--- Excerpt ---

Administrator General of Suriname Debt Management Office Malty Dwarkasing
Suriname’s economy is dramatically different today than in May 2020 when President Chan Santokhi took office.
That year, the economy shrank by 16%, the budget deficit was inching toward 10% and inflation was 59%. The country’s debt-GDP ratio was a whooping 148%. The country was broke and very few expected a marked improvement any time soon.
Yet Suriname proved the skeptics wrong. The economy is now forecast to expand by 3% in 2024 with a budget deficit of 1%. Inflation was 9.7% in the first 11 months of the year. The debt to GDP ratio is 78% and trending down.
“We inherited a desperate situation and we take pride in what we achieved,” says Finance and Planning Minister Stanley Raghoebarsing. “We have made great strides, but we must remain careful and cautious.”

--- Data to examine ---

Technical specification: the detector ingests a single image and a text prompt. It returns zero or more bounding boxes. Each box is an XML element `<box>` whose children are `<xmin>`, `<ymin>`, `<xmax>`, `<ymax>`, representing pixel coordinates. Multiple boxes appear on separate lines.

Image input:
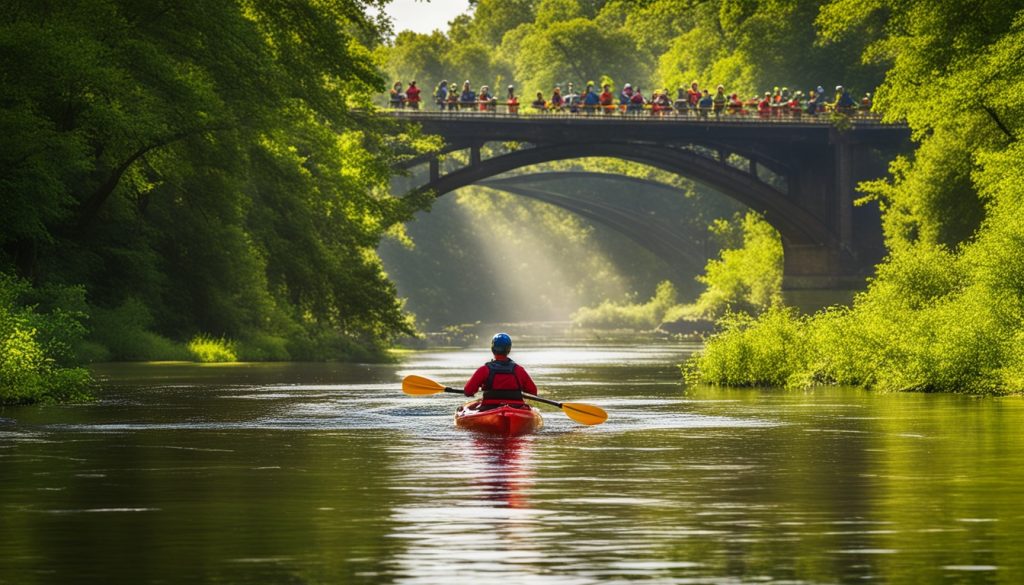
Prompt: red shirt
<box><xmin>463</xmin><ymin>356</ymin><xmax>537</xmax><ymax>405</ymax></box>
<box><xmin>406</xmin><ymin>85</ymin><xmax>420</xmax><ymax>103</ymax></box>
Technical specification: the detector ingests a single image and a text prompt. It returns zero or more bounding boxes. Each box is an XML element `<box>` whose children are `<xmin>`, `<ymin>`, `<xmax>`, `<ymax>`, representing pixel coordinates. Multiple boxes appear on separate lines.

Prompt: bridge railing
<box><xmin>382</xmin><ymin>101</ymin><xmax>883</xmax><ymax>125</ymax></box>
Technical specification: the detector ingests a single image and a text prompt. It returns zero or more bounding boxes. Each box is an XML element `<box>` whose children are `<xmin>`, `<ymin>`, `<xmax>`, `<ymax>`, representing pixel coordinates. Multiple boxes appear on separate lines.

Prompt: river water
<box><xmin>0</xmin><ymin>343</ymin><xmax>1024</xmax><ymax>585</ymax></box>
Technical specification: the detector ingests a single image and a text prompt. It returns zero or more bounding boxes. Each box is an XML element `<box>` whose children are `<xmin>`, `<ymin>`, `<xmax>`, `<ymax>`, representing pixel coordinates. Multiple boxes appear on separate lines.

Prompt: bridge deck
<box><xmin>384</xmin><ymin>110</ymin><xmax>909</xmax><ymax>143</ymax></box>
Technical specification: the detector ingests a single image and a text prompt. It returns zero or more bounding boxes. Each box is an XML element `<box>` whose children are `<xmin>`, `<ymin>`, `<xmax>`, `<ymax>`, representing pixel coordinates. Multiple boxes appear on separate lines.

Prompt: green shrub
<box><xmin>187</xmin><ymin>335</ymin><xmax>239</xmax><ymax>364</ymax></box>
<box><xmin>89</xmin><ymin>298</ymin><xmax>190</xmax><ymax>362</ymax></box>
<box><xmin>236</xmin><ymin>335</ymin><xmax>292</xmax><ymax>362</ymax></box>
<box><xmin>0</xmin><ymin>275</ymin><xmax>92</xmax><ymax>404</ymax></box>
<box><xmin>572</xmin><ymin>281</ymin><xmax>677</xmax><ymax>331</ymax></box>
<box><xmin>684</xmin><ymin>306</ymin><xmax>808</xmax><ymax>386</ymax></box>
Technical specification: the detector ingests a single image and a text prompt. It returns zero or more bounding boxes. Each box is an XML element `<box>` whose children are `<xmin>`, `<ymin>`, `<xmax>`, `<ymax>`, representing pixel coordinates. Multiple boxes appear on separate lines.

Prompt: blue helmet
<box><xmin>490</xmin><ymin>333</ymin><xmax>512</xmax><ymax>356</ymax></box>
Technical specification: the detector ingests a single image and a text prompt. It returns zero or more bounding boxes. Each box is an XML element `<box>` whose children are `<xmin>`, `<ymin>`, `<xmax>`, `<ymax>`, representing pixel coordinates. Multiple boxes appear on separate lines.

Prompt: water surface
<box><xmin>0</xmin><ymin>344</ymin><xmax>1024</xmax><ymax>585</ymax></box>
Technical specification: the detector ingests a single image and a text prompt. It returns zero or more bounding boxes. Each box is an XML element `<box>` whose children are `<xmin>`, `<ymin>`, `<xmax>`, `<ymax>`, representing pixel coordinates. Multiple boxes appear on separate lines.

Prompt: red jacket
<box><xmin>406</xmin><ymin>85</ymin><xmax>420</xmax><ymax>103</ymax></box>
<box><xmin>463</xmin><ymin>356</ymin><xmax>537</xmax><ymax>405</ymax></box>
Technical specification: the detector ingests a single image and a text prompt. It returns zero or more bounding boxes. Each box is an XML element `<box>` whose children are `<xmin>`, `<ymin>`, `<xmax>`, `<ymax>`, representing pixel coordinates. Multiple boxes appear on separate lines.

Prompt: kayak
<box><xmin>455</xmin><ymin>401</ymin><xmax>544</xmax><ymax>436</ymax></box>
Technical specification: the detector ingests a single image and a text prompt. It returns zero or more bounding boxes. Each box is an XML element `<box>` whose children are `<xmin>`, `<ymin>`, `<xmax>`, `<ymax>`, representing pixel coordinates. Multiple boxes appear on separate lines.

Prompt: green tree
<box><xmin>0</xmin><ymin>0</ymin><xmax>432</xmax><ymax>374</ymax></box>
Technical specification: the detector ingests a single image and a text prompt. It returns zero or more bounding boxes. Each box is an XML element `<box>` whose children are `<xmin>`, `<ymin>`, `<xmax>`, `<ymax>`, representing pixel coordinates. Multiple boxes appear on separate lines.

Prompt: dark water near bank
<box><xmin>0</xmin><ymin>345</ymin><xmax>1024</xmax><ymax>585</ymax></box>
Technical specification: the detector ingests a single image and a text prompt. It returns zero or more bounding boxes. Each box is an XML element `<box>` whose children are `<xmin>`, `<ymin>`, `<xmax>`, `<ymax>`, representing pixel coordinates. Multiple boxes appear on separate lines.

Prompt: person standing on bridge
<box><xmin>459</xmin><ymin>79</ymin><xmax>476</xmax><ymax>108</ymax></box>
<box><xmin>686</xmin><ymin>81</ymin><xmax>700</xmax><ymax>116</ymax></box>
<box><xmin>388</xmin><ymin>81</ymin><xmax>406</xmax><ymax>109</ymax></box>
<box><xmin>597</xmin><ymin>83</ymin><xmax>614</xmax><ymax>114</ymax></box>
<box><xmin>804</xmin><ymin>89</ymin><xmax>820</xmax><ymax>116</ymax></box>
<box><xmin>583</xmin><ymin>81</ymin><xmax>601</xmax><ymax>114</ymax></box>
<box><xmin>463</xmin><ymin>333</ymin><xmax>537</xmax><ymax>410</ymax></box>
<box><xmin>551</xmin><ymin>85</ymin><xmax>565</xmax><ymax>112</ymax></box>
<box><xmin>697</xmin><ymin>87</ymin><xmax>715</xmax><ymax>118</ymax></box>
<box><xmin>406</xmin><ymin>80</ymin><xmax>420</xmax><ymax>110</ymax></box>
<box><xmin>505</xmin><ymin>85</ymin><xmax>519</xmax><ymax>115</ymax></box>
<box><xmin>530</xmin><ymin>91</ymin><xmax>548</xmax><ymax>112</ymax></box>
<box><xmin>758</xmin><ymin>91</ymin><xmax>771</xmax><ymax>119</ymax></box>
<box><xmin>712</xmin><ymin>85</ymin><xmax>728</xmax><ymax>118</ymax></box>
<box><xmin>618</xmin><ymin>83</ymin><xmax>633</xmax><ymax>111</ymax></box>
<box><xmin>434</xmin><ymin>79</ymin><xmax>447</xmax><ymax>112</ymax></box>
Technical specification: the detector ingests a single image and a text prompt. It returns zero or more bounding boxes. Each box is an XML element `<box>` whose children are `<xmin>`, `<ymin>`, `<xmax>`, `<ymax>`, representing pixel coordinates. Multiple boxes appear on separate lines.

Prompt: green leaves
<box><xmin>0</xmin><ymin>0</ymin><xmax>444</xmax><ymax>370</ymax></box>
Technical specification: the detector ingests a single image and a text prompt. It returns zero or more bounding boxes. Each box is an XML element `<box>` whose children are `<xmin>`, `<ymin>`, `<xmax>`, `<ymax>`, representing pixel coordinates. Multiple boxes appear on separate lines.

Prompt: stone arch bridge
<box><xmin>392</xmin><ymin>112</ymin><xmax>909</xmax><ymax>304</ymax></box>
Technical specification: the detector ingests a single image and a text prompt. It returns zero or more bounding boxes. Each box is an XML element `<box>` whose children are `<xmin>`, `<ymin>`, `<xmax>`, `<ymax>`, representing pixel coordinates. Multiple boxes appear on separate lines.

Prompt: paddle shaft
<box><xmin>444</xmin><ymin>386</ymin><xmax>562</xmax><ymax>408</ymax></box>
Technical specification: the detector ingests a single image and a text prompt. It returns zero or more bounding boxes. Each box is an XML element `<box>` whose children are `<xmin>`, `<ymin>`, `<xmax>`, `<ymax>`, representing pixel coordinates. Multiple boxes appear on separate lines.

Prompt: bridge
<box><xmin>391</xmin><ymin>111</ymin><xmax>909</xmax><ymax>305</ymax></box>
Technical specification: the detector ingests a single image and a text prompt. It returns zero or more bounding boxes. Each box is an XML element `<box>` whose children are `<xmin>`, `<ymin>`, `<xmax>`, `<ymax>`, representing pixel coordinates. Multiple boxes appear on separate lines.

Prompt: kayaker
<box><xmin>463</xmin><ymin>333</ymin><xmax>537</xmax><ymax>410</ymax></box>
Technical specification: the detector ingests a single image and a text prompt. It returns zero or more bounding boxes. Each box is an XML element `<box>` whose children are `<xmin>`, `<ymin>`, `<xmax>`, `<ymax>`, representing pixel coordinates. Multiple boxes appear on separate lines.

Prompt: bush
<box><xmin>236</xmin><ymin>335</ymin><xmax>292</xmax><ymax>362</ymax></box>
<box><xmin>187</xmin><ymin>335</ymin><xmax>239</xmax><ymax>364</ymax></box>
<box><xmin>0</xmin><ymin>275</ymin><xmax>92</xmax><ymax>404</ymax></box>
<box><xmin>684</xmin><ymin>306</ymin><xmax>808</xmax><ymax>386</ymax></box>
<box><xmin>90</xmin><ymin>298</ymin><xmax>190</xmax><ymax>362</ymax></box>
<box><xmin>572</xmin><ymin>281</ymin><xmax>677</xmax><ymax>331</ymax></box>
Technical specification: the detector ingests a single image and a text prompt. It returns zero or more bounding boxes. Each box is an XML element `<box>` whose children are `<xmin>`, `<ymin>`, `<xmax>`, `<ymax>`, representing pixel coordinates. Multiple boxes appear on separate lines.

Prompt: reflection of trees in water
<box><xmin>473</xmin><ymin>436</ymin><xmax>532</xmax><ymax>508</ymax></box>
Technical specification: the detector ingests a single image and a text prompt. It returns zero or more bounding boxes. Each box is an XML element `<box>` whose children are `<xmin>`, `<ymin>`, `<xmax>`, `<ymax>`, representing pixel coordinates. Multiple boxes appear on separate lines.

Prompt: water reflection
<box><xmin>389</xmin><ymin>432</ymin><xmax>564</xmax><ymax>583</ymax></box>
<box><xmin>0</xmin><ymin>346</ymin><xmax>1024</xmax><ymax>585</ymax></box>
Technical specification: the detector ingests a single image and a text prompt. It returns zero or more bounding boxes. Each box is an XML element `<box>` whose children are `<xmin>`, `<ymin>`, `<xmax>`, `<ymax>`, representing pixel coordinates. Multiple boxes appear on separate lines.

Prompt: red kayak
<box><xmin>455</xmin><ymin>401</ymin><xmax>544</xmax><ymax>436</ymax></box>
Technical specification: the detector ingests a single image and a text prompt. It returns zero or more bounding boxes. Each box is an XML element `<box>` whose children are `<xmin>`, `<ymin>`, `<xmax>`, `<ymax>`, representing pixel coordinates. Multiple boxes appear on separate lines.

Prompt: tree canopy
<box><xmin>0</xmin><ymin>0</ymin><xmax>429</xmax><ymax>374</ymax></box>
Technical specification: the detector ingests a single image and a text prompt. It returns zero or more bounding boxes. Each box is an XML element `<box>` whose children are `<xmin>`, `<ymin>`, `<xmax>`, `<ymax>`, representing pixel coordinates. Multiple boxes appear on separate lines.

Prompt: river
<box><xmin>0</xmin><ymin>341</ymin><xmax>1024</xmax><ymax>585</ymax></box>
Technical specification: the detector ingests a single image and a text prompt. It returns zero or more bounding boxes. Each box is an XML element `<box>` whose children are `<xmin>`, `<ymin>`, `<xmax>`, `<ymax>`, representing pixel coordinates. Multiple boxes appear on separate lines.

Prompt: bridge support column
<box><xmin>782</xmin><ymin>242</ymin><xmax>865</xmax><ymax>312</ymax></box>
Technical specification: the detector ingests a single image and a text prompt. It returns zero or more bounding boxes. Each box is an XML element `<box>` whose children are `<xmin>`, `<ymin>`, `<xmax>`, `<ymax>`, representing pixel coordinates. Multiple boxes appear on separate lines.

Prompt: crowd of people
<box><xmin>390</xmin><ymin>80</ymin><xmax>871</xmax><ymax>118</ymax></box>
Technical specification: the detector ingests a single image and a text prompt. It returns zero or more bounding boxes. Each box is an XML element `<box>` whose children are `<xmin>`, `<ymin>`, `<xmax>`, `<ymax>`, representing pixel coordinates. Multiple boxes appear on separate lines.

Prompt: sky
<box><xmin>387</xmin><ymin>0</ymin><xmax>469</xmax><ymax>33</ymax></box>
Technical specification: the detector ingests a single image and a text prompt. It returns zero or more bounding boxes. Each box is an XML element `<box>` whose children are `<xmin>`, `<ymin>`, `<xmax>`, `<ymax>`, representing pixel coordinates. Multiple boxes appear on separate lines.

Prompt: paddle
<box><xmin>401</xmin><ymin>375</ymin><xmax>608</xmax><ymax>424</ymax></box>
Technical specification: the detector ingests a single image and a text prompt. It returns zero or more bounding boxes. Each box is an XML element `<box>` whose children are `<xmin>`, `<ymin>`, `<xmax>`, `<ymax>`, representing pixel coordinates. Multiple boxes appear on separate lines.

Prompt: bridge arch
<box><xmin>405</xmin><ymin>142</ymin><xmax>834</xmax><ymax>246</ymax></box>
<box><xmin>476</xmin><ymin>171</ymin><xmax>708</xmax><ymax>280</ymax></box>
<box><xmin>391</xmin><ymin>112</ymin><xmax>910</xmax><ymax>304</ymax></box>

---

Continue the article on Suriname's economic turnaround since President Chan Santokhi took office, starting right after its final sentence.

The turnaround was facilitated by two crucial decisions: adopting an International Monetary Fund (IMF) extended fund facility in December 2021 and, two years later, successfully concluding a $1.5 billion debt restructuring which included bondholders as well as official bilateral debt (to India, China and the Paris Club of nations) and commercial bank debt.
The IMF plan provided Suriname with nearly $690 million for its fiscal rebalancing program. Meanwhile, the debt restructuring – the first such sovereign restructuring completed since the pandemic – was critical for the country’s economic rehabilitation, dramatically lowering its debt service obligations by almost $1 billion over a six-year period through 2026.
One of the final steps in the restructuring was a deal with bondholders in a transaction that completed in December 2023. That transaction targeted $912 million in 2023 notes with a 12.875% coupon and 2026 notes with a 9.24% coupon; bondholders agreed to a new 10-year instrument with a 7.95% coupon, accepting a 29% haircut, according to Lazard which advised the government.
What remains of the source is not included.